| Document excerpt |

Why Winning Cannes No Longer Protects Agencies.

Omnicom’s decision to retire its most-awarded networks shows how “relevance” is now defined by footprint and positioning, not creative performance.

When “Relevance” Means Killing Creativity at Its Peak

Omnicom’s decision to retire DDB and FCB, while both agencies dominated global creative rankings in 2025, reveals a hard truth about modern holding companies: creative excellence is no longer a sufficient measure of relevance.

In a December 2, 2025 interview with The Drum, Omnicom Advertising CEO Troy Ruhanen explained that agency brand decisions following the $13 billion IPG acquisition came down to “relevance, not legacy.” The statement was meant to signal strategic discipline. Instead, it exposed a redefinition of relevance that explicitly sidelines creative performance, even at its highest level.

DDB was named Cannes Lions Network of the Year in 2025, the most prestigious recognition the global creative industry bestows. FCB New York topped The Drum’s 2025 World Creative Rankings as the most-awarded agency in the world. Both agencies were eliminated anyway.

Creative Momentum Was Not the Problem

Ruhanen was clear that heritage and age played no role in the decision. DDB, FCB, and MullenLowe collectively represent nearly 300 years of agency history, but Omnicom leadership insists legacy was irrelevant. To reinforce the point, Ruhanen noted that surviving networks, McCann (113 years), BBDO (97), and TBWA (55), are themselves deeply historic.

The implication was simple: longevity wasn’t punished, but neither was excellence rewarded.

The reaction across the industry was emotional, as The Drum described it, understandably so. Agencies at peak creative performance are rarely shuttered. Traditionally, award momentum signals cultural relevance, creative leadership, and commercial desirability. In this case, it meant nothing.

Ruhanen acknowledged the attachment but framed the outcome as unavoidable:

“Winning at Cannes is one thing. Winning in the market is another.”

How “Relevance” Was Actually Defined

According to Ruhanen, the new Omnicom structure emerged quickly once leadership assessed agencies against two primary criteria:

  1. Presence in markets that matter most to global clients

  2. Clarity and distinctiveness of agency positioning

By this logic, McCann (“Truth Well Told”), TBWA (“Disruption”), and BBDO (“We Do Big Things”) were deemed the most globally present and most sharply positioned. Their propositions were clear, differentiated, and easy to deploy at scale.

DDB’s Cannes Lions Network of the Year title and FCB’s dominance of global creative rankings failed to satisfy these criteria.

In Ruhanen’s framing, creative awards did not equate to relevance unless they were paired with geographic footprint density and proposition clarity. Creative output, even when validated by international juries and industry-wide rankings, was secondary.

Why Brand Clarity Trumped Brand Equity

The consolidation extended beyond agency survival to naming conventions. Some advocated for preserving historic agency brands through hybrid or combined identities, as other holding companies have done. Ruhanen rejected this outright.

He argued that blended brands create confusion, about leadership, methodology, and accountability, and cited competitors’ failed attempts as cautionary tales. His priority was clarity: employees should know exactly which brand they work for and which philosophy guides their work.

| Dataset content |
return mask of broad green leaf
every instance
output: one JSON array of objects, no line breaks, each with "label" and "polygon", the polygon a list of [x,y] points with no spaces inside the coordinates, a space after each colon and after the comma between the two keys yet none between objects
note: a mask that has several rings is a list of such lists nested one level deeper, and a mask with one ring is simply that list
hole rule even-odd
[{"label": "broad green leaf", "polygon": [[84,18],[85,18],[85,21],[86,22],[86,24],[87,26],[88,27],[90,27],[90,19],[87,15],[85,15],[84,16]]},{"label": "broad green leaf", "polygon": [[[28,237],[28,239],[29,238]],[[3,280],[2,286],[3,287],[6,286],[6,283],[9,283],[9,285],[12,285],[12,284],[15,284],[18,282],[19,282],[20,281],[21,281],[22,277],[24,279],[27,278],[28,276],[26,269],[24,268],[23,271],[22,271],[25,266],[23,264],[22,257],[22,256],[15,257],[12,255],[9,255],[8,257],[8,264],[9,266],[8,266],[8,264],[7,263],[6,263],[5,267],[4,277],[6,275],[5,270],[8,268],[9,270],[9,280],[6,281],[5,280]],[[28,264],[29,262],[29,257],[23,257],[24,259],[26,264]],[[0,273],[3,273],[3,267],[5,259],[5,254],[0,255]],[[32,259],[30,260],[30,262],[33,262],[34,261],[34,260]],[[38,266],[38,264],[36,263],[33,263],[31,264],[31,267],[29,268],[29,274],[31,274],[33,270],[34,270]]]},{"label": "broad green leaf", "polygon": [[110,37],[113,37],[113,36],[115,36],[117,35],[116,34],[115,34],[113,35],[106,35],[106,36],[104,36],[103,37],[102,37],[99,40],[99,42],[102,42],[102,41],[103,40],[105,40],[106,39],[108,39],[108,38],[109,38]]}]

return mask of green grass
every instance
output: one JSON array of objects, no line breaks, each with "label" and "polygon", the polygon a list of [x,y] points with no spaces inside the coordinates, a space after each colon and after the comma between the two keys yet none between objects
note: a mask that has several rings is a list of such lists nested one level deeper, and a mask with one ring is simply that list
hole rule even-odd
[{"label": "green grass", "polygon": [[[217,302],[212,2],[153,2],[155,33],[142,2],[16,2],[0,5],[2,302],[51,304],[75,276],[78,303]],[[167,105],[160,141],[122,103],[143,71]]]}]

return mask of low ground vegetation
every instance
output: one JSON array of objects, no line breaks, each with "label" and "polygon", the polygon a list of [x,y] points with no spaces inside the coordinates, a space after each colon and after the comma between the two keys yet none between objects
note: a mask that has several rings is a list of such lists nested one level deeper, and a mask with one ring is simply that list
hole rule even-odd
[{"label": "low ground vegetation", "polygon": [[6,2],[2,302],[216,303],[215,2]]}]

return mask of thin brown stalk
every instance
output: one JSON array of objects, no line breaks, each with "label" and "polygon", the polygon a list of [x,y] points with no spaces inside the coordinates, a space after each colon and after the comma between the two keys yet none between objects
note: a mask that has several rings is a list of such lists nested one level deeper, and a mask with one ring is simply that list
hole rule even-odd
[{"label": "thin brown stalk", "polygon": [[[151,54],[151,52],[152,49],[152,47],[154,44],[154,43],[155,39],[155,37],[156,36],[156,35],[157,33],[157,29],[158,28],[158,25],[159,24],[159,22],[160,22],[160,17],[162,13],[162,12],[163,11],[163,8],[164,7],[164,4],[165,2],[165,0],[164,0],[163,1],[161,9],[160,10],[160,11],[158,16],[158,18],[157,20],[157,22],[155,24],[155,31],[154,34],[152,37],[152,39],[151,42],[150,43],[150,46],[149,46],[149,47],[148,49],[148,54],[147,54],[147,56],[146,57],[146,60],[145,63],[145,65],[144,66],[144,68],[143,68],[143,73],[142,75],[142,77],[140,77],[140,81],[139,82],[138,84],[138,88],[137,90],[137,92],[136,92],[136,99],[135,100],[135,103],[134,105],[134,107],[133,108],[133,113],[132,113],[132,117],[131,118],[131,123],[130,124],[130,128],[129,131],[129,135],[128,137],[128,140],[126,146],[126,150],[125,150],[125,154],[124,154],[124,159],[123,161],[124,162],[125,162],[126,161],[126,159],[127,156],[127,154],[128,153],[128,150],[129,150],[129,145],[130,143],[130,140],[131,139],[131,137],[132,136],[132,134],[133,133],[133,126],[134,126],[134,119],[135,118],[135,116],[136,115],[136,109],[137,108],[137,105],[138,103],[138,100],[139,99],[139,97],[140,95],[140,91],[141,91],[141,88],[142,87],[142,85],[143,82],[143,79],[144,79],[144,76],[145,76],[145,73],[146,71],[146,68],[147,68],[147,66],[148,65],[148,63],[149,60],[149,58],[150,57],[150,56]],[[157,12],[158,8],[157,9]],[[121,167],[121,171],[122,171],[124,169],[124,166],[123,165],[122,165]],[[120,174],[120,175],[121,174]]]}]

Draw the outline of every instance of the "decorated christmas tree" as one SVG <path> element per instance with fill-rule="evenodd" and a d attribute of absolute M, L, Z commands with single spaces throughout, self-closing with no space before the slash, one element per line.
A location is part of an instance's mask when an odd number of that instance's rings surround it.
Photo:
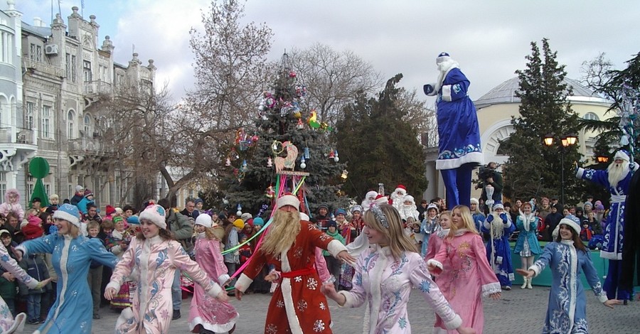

| Problems and tasks |
(1) In the article on Omnicom's agency retirements, which agency topped The Drum's 2025 World Creative Rankings?
(2) In the article on Omnicom's agency retirements, switch "hard truth" to "harsh reality" and write out everything from "Omnicom’s decision to retire its" down to "measure of relevance.".
The rows are separate material with no connection to the article.

| Results of the exercise |
(1) FCB New York

(2)
Omnicom’s decision to retire its most-awarded networks shows how “relevance” is now defined by footprint and positioning, not creative performance.

When “Relevance” Means Killing Creativity at Its Peak

Omnicom’s decision to retire DDB and FCB, while both agencies dominated global creative rankings in 2025, reveals a harsh reality about modern holding companies: creative excellence is no longer a sufficient measure of relevance.